*Directions*. Arrange each line of the listing below as a Markdown table with two columns, "No." and "Line", numbering the rows and omitting blank lines. Leave the pictures out of the answer.

*Data section*.
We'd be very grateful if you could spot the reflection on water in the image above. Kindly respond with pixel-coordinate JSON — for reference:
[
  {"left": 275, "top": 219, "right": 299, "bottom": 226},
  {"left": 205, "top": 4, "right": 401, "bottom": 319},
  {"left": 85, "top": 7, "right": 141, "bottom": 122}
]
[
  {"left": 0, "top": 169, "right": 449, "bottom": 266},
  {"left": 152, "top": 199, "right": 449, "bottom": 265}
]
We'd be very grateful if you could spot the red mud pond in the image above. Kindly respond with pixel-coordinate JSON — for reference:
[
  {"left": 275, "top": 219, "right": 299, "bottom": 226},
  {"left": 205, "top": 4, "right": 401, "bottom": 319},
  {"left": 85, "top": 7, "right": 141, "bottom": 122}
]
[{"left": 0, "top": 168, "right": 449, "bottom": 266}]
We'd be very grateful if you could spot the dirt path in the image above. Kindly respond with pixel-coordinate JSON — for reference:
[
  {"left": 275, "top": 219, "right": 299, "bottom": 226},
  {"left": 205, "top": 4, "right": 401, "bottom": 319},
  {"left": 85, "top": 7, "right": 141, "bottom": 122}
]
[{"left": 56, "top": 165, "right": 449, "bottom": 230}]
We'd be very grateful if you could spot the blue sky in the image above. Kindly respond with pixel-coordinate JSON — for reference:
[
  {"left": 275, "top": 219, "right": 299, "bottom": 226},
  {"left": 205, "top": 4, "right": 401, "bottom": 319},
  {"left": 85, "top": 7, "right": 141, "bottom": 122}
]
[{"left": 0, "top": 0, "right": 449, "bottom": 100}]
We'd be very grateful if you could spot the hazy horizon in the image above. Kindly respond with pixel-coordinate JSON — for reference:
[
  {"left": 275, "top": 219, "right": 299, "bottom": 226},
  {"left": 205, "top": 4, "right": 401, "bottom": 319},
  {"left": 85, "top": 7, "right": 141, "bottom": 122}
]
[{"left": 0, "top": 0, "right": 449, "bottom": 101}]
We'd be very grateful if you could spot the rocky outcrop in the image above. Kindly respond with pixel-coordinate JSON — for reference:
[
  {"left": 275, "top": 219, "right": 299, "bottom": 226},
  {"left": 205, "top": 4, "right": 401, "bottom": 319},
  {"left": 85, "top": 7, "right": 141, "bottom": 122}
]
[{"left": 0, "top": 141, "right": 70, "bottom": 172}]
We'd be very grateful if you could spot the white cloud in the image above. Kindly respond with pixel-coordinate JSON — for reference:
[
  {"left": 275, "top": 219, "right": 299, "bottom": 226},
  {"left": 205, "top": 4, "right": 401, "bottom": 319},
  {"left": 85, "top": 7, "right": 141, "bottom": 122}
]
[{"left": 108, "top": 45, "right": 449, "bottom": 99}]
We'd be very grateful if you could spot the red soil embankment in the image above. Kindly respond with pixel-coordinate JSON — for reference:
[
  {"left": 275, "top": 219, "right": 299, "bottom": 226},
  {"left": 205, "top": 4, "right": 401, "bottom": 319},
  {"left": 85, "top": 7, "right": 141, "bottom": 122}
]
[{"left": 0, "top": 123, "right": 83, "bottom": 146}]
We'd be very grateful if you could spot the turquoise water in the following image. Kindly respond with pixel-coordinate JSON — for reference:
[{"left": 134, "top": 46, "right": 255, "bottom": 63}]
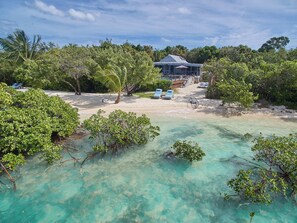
[{"left": 0, "top": 117, "right": 297, "bottom": 223}]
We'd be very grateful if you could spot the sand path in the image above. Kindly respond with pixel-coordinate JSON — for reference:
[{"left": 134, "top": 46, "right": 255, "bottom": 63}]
[{"left": 45, "top": 84, "right": 297, "bottom": 123}]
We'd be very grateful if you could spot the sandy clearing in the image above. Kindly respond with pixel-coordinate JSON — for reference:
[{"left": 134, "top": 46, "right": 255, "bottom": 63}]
[{"left": 40, "top": 84, "right": 297, "bottom": 123}]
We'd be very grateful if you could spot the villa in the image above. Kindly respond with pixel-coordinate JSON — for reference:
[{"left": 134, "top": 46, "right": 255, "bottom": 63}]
[{"left": 154, "top": 54, "right": 202, "bottom": 76}]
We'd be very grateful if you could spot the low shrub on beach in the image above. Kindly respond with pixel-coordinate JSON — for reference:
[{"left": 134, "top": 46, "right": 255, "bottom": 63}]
[
  {"left": 171, "top": 140, "right": 205, "bottom": 162},
  {"left": 84, "top": 110, "right": 160, "bottom": 153},
  {"left": 0, "top": 84, "right": 79, "bottom": 170}
]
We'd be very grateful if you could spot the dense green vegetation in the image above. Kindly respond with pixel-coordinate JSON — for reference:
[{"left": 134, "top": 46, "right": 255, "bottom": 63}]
[
  {"left": 0, "top": 83, "right": 79, "bottom": 170},
  {"left": 0, "top": 30, "right": 160, "bottom": 99},
  {"left": 84, "top": 110, "right": 160, "bottom": 153},
  {"left": 171, "top": 140, "right": 205, "bottom": 162},
  {"left": 0, "top": 30, "right": 297, "bottom": 108},
  {"left": 226, "top": 134, "right": 297, "bottom": 204}
]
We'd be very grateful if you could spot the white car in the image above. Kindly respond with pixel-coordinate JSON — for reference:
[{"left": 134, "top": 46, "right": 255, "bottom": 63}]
[{"left": 198, "top": 82, "right": 208, "bottom": 88}]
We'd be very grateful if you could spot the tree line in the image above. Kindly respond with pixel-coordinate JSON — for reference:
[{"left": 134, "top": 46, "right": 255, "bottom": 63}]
[{"left": 0, "top": 30, "right": 297, "bottom": 108}]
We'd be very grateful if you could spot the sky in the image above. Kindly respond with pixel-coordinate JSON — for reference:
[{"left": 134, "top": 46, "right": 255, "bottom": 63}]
[{"left": 0, "top": 0, "right": 297, "bottom": 49}]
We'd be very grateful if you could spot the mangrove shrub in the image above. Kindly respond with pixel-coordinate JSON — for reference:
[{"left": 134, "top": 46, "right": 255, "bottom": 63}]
[
  {"left": 0, "top": 84, "right": 79, "bottom": 170},
  {"left": 84, "top": 110, "right": 160, "bottom": 153},
  {"left": 227, "top": 134, "right": 297, "bottom": 204}
]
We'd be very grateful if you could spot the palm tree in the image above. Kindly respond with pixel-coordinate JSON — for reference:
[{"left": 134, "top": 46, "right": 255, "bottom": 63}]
[
  {"left": 0, "top": 29, "right": 42, "bottom": 62},
  {"left": 94, "top": 64, "right": 127, "bottom": 104}
]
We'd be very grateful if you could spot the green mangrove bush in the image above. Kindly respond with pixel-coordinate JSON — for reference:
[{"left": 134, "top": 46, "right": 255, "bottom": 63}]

*The response*.
| No. | Line |
|---|---|
| 1 | We'd be very grateful if you could spot the reflection on water in the image above. Kindly respond with pixel-coordinate JSON — for reference: |
| 2 | [ |
| 3 |   {"left": 275, "top": 219, "right": 299, "bottom": 226}, |
| 4 |   {"left": 205, "top": 4, "right": 401, "bottom": 319}, |
| 5 |   {"left": 85, "top": 7, "right": 141, "bottom": 122} |
| 6 | ] |
| 7 | [ |
| 8 |   {"left": 0, "top": 169, "right": 449, "bottom": 266}, |
| 9 |   {"left": 152, "top": 199, "right": 449, "bottom": 265} |
| 10 | ] |
| 11 | We'd be very grateful if you could spot the red mud pond in the image above. Kindly respond with pixel-coordinate JSON — for reference: |
| 12 | [ |
| 13 |   {"left": 275, "top": 219, "right": 299, "bottom": 226}, |
| 14 |   {"left": 205, "top": 4, "right": 401, "bottom": 319}, |
| 15 |   {"left": 85, "top": 7, "right": 141, "bottom": 122} |
| 16 | ] |
| 17 | [{"left": 0, "top": 168, "right": 449, "bottom": 266}] |
| 18 | We'd be very grateful if you could spot the dirt path in the image above. Kindly respond with pixel-coordinate JSON — for reference: |
| 19 | [ |
| 20 |   {"left": 275, "top": 219, "right": 299, "bottom": 226}, |
| 21 |   {"left": 205, "top": 4, "right": 401, "bottom": 319}, |
| 22 |   {"left": 85, "top": 7, "right": 141, "bottom": 122} |
| 23 | ] |
| 24 | [{"left": 56, "top": 165, "right": 449, "bottom": 230}] |
| 25 | We'd be very grateful if you could spot the blue sky in the image above. Kindly respond with pixel-coordinate JSON — for reference: |
| 26 | [ |
| 27 |   {"left": 275, "top": 219, "right": 299, "bottom": 226}, |
| 28 |   {"left": 205, "top": 4, "right": 401, "bottom": 319}, |
| 29 |   {"left": 85, "top": 7, "right": 141, "bottom": 122} |
| 30 | ] |
| 31 | [{"left": 0, "top": 0, "right": 449, "bottom": 100}] |
| 32 | We'd be very grateful if you could spot the hazy horizon in the image above. Kindly respond with pixel-coordinate JSON — for reference: |
| 33 | [ |
| 34 |   {"left": 275, "top": 219, "right": 299, "bottom": 226}, |
| 35 |   {"left": 205, "top": 4, "right": 401, "bottom": 319}, |
| 36 |   {"left": 85, "top": 7, "right": 141, "bottom": 122} |
| 37 | ] |
| 38 | [{"left": 0, "top": 0, "right": 449, "bottom": 101}] |
| 39 | We'd be very grateful if you could spot the rocky outcrop in the image above. Kindly respond with pixel-coordinate JSON — for reference: |
| 40 | [ |
| 41 |   {"left": 275, "top": 219, "right": 299, "bottom": 226}, |
| 42 |   {"left": 205, "top": 4, "right": 401, "bottom": 319}, |
| 43 |   {"left": 85, "top": 7, "right": 141, "bottom": 122} |
| 44 | ] |
| 45 | [{"left": 0, "top": 141, "right": 70, "bottom": 172}] |
| 46 | We'd be very grateful if you could spot the white cloud in the image above. Kindly respond with pixel-coordinate JSON — for reference: |
| 47 | [ |
| 48 |   {"left": 275, "top": 219, "right": 299, "bottom": 226}, |
| 49 |   {"left": 205, "top": 4, "right": 401, "bottom": 319}, |
| 50 |   {"left": 85, "top": 7, "right": 141, "bottom": 122} |
| 51 | ] |
| 52 | [{"left": 108, "top": 45, "right": 449, "bottom": 99}] |
| 53 | We'd be very grateful if you could spot the red soil embankment in the image above. Kindly respond with pixel-coordinate JSON — for reference: |
| 54 | [ |
| 55 |   {"left": 275, "top": 219, "right": 299, "bottom": 226}, |
| 56 |   {"left": 205, "top": 4, "right": 401, "bottom": 319}, |
| 57 |   {"left": 85, "top": 7, "right": 141, "bottom": 122} |
| 58 | ] |
| 59 | [{"left": 0, "top": 123, "right": 83, "bottom": 146}] |
| 60 | We'd be very grateful if you could spot the turquoise water in the following image. Kindly respond with pixel-coordinate JSON — for reference: |
| 61 | [{"left": 134, "top": 46, "right": 255, "bottom": 63}] |
| 62 | [{"left": 0, "top": 117, "right": 297, "bottom": 223}] |
| 63 | We'd be very grateful if you could spot the sand path in the image above. Kindly respond with pixel-coordinate JSON — for reference: |
| 64 | [{"left": 134, "top": 46, "right": 255, "bottom": 63}] |
| 65 | [{"left": 45, "top": 84, "right": 297, "bottom": 123}] |
| 66 | We'd be very grateful if you could spot the sandy clearing in the image above. Kindly respond with pixel-coordinate JSON — for reference: |
| 67 | [{"left": 134, "top": 46, "right": 255, "bottom": 63}] |
| 68 | [{"left": 40, "top": 84, "right": 297, "bottom": 123}] |
| 69 | We'd be very grateful if you could spot the villa in the image above. Kindly respond with pixel-coordinate JSON — for reference: |
| 70 | [{"left": 134, "top": 46, "right": 255, "bottom": 63}] |
| 71 | [{"left": 154, "top": 54, "right": 202, "bottom": 76}] |
| 72 | We'd be very grateful if you could spot the low shrub on beach in the image above. Kindly respond with pixel-coordinate JSON — for reference: |
| 73 | [{"left": 134, "top": 46, "right": 255, "bottom": 63}] |
| 74 | [ |
| 75 |   {"left": 171, "top": 140, "right": 205, "bottom": 162}, |
| 76 |   {"left": 84, "top": 110, "right": 160, "bottom": 153}, |
| 77 |   {"left": 0, "top": 84, "right": 79, "bottom": 170} |
| 78 | ] |
| 79 | We'd be very grateful if you could spot the dense green vegetation in the image above. Kindly respond with pixel-coordinate JSON — for reference: |
| 80 | [{"left": 134, "top": 46, "right": 255, "bottom": 63}] |
| 81 | [ |
| 82 |   {"left": 0, "top": 83, "right": 79, "bottom": 170}, |
| 83 |   {"left": 0, "top": 30, "right": 160, "bottom": 99}, |
| 84 |   {"left": 84, "top": 110, "right": 160, "bottom": 153}, |
| 85 |   {"left": 171, "top": 140, "right": 205, "bottom": 162}, |
| 86 |   {"left": 0, "top": 30, "right": 297, "bottom": 108}, |
| 87 |   {"left": 226, "top": 134, "right": 297, "bottom": 204} |
| 88 | ] |
| 89 | We'd be very grateful if you could spot the white car in the image above. Kindly respond with pixel-coordinate JSON — for reference: |
| 90 | [{"left": 134, "top": 46, "right": 255, "bottom": 63}] |
| 91 | [{"left": 198, "top": 82, "right": 208, "bottom": 88}] |
| 92 | We'd be very grateful if you could spot the tree line in the image above. Kindly respond with pixel-coordinate JSON — for reference: |
| 93 | [{"left": 134, "top": 46, "right": 255, "bottom": 63}] |
| 94 | [{"left": 0, "top": 30, "right": 297, "bottom": 108}] |
| 95 | We'd be very grateful if you could spot the sky in the image above. Kindly respond with pixel-coordinate JSON — for reference: |
| 96 | [{"left": 134, "top": 46, "right": 255, "bottom": 63}] |
| 97 | [{"left": 0, "top": 0, "right": 297, "bottom": 49}] |
| 98 | We'd be very grateful if you could spot the mangrove shrub in the image above. Kindly respond with pixel-coordinate JSON — for reference: |
| 99 | [{"left": 134, "top": 46, "right": 255, "bottom": 63}] |
| 100 | [ |
| 101 |   {"left": 0, "top": 84, "right": 79, "bottom": 170}, |
| 102 |   {"left": 84, "top": 110, "right": 160, "bottom": 153}, |
| 103 |   {"left": 227, "top": 134, "right": 297, "bottom": 204} |
| 104 | ] |
| 105 | We'd be very grateful if you could spot the palm tree in the image above. Kindly respond with pixel-coordinate JSON — for reference: |
| 106 | [{"left": 134, "top": 46, "right": 255, "bottom": 63}] |
| 107 | [ |
| 108 |   {"left": 0, "top": 29, "right": 42, "bottom": 62}, |
| 109 |   {"left": 94, "top": 64, "right": 127, "bottom": 104} |
| 110 | ] |
| 111 | We'd be very grateful if you could spot the green mangrove bush in the image above. Kindly respond with pixel-coordinate JSON — for reference: |
| 112 | [{"left": 134, "top": 46, "right": 255, "bottom": 63}] |